_JOBS_:
(a) In the Plan 9 excerpt, condense the paragraph beginning "The computer world is rife" into a short bulleted list that keeps its main facts.
(b) According to the Plan 9 excerpt, why is getting code to work on a single node not the end of the job? Answer in one to three sentences.

Plan 9, he adds, was designed as an improvement to the UNIX operating system. For desktop extension, a key Plan 9 feature is its ability to import files from other machines for sharing.
Once the team had ported Plan 9 to Blue Gene/P, adapting the operating system to support desktop access was no picnic, Minnich says. “You need to write a compiler to compile your code to run on this new kind of computer. And you have to make sure it all works when it’s run on the big machine. Then you have to get it to run fast. To get it to run fast you have to measure it. Then you have to deal with all of the things that break.”
If the code works on one of the Blue Gene’s nodes, “it doesn’t mean it will work on 10 or 100 or 1,000 of them. So you have to deal with all the problems that come as you run it on more and more of the machine. You’ve got a new computer, and you’ve never run your software on it and you’ve got to build every piece of that software.”
One remaining hurdle will be simple resistance to novelty, he adds. “I think what we’ve already learned is that it’s very hard to get people to change the way they do things to such a large extent. But some people who like this idea a lot would like to use it.”
The computer world is rife with such uncertainty and unexpected shifts of interest. While previously at Los Alamos National Laboratory in New Mexico, Minnich directed another team that created Clustermatic, a software package that enables groups of PCs to work much better together in high performance clusters. Clustermatic earned an R&D 100 award in 2004, but that team has since moved on to companies like Google and Cray.
“Clusters have had a huge role for a decade,” Minnich says. “But now they have been almost pushed aside. High-end computing has gone away from clusters of PCs and moved to machines like Blue Gene.”

_DATA BLOCK_:

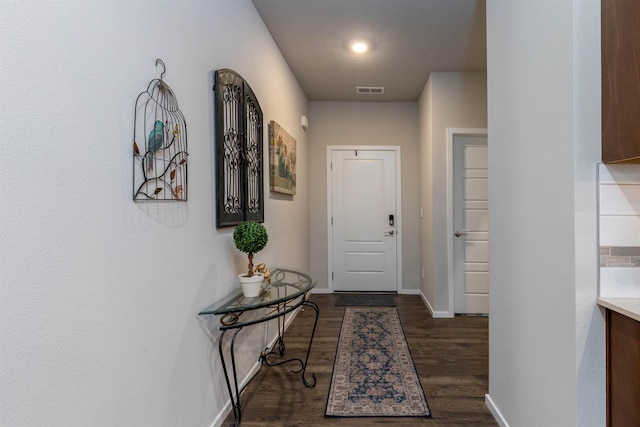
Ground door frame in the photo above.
[326,145,402,293]
[442,128,491,317]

_RESPONSES FOR EACH TASK_:
(a)
- The computer world is full of uncertainty and unexpected shifts of interest.
- Earlier, at Los Alamos National Laboratory in New Mexico, Minnich directed a team that created Clustermatic.
- Clustermatic is a software package that helps groups of PCs work much better together in high-performance clusters.
- It won an R&D 100 award in 2004.
- That team has since moved on to companies such as Google and Cray.

(b) Code that works on one node may not work on 10, 100 or 1,000 of them. The team must therefore deal with the problems that arise as the code runs on more and more of the machine. In addition, the computer is new and the software has never run on it, so every piece of that software must be built.